(Reading passage begins)
The topic of vivisection has caused a lot of controversy throughout the scientific world. The debate of if it was ethical to do such testing on another live being, or it was totally unethical to conduct such research, in a way that would cause a parasitic relationship, causing harm to one, and benefitting the other. But it wasn’t until 1908 when Erwin Popper and Karl Landsteiner conducted their experiment on monkeys, by injecting human spinal cord fluid into that of a monkey to discover the facts behind polio that the prosaic world started to get an interest for the debate.
The evolution of the scientific study and practice of vivisection, the action of cutting into or testing a product on a nonhuman, living, body in order to advance scientific knowledge, has provided many advancements in the scientific field as well as helped many humans. Vivisection has helped create things like vaccines, antibiotics, and has been used in the research for a cure to cancer. Also it was used to create techniques for operations like open heart surgery and organ transplants, as well as hormone replacement therapy. One of the most known vivisectors in the scientific community was Claude Bernard who once said “it’s entirely conclusive for the toxicology and the hygiene of man” in reference to his work, as a vivisector.
(Reading passage ends)
◆ Exercise tasks ◆
- 1) According to the vivisection passage, who was one of the most known vivisectors in the scientific community?
- 2) Transcribe the part of the vivisection passage starting with "The topic of" and going on through "for the debate.".
The material below is not needed for this work.
(Supplied information begins)
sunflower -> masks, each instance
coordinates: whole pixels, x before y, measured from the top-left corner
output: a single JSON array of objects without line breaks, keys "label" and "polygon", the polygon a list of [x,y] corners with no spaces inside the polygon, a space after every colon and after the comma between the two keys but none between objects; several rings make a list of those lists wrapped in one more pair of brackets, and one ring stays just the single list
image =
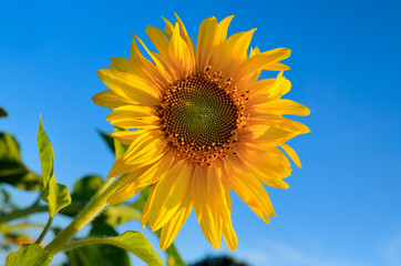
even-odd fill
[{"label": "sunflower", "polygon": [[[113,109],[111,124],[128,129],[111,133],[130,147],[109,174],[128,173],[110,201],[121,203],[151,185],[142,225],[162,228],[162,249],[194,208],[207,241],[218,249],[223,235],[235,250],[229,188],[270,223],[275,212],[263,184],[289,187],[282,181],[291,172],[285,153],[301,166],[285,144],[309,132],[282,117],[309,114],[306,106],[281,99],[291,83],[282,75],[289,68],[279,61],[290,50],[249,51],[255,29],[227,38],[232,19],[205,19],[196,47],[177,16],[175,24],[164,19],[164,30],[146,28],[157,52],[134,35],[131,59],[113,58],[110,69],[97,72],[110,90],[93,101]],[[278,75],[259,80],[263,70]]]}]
(Supplied information ends)
(Supplied information begins)
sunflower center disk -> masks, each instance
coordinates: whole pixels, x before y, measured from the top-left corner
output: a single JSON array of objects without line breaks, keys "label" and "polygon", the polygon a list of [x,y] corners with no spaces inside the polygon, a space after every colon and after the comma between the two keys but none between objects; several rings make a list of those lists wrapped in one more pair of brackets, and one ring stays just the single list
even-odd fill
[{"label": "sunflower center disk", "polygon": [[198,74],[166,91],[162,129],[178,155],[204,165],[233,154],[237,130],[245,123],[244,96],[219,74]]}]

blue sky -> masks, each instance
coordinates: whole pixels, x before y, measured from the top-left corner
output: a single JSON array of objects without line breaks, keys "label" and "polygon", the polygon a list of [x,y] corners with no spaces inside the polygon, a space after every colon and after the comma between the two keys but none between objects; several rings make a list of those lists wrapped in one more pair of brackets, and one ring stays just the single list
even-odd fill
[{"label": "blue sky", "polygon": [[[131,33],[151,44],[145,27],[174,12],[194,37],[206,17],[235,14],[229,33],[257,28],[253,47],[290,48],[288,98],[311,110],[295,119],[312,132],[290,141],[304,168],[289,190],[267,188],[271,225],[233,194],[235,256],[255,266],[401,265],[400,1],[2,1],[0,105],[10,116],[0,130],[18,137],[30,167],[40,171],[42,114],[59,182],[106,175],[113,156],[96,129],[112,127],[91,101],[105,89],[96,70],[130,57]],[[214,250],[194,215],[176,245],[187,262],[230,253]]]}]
(Supplied information ends)
◆ Solutions to the tasks ◆
- 1) Claude Bernard.

- 2)
The topic of vivisection has caused a lot of controversy throughout the scientific world. The debate of if it was ethical to do such testing on another live being, or it was totally unethical to conduct such research, in a way that would cause a parasitic relationship, causing harm to one, and benefitting the other. But it wasn’t until 1908 when Erwin Popper and Karl Landsteiner conducted their experiment on monkeys, by injecting human spinal cord fluid into that of a monkey to discover the facts behind polio that the prosaic world started to get an interest for the debate.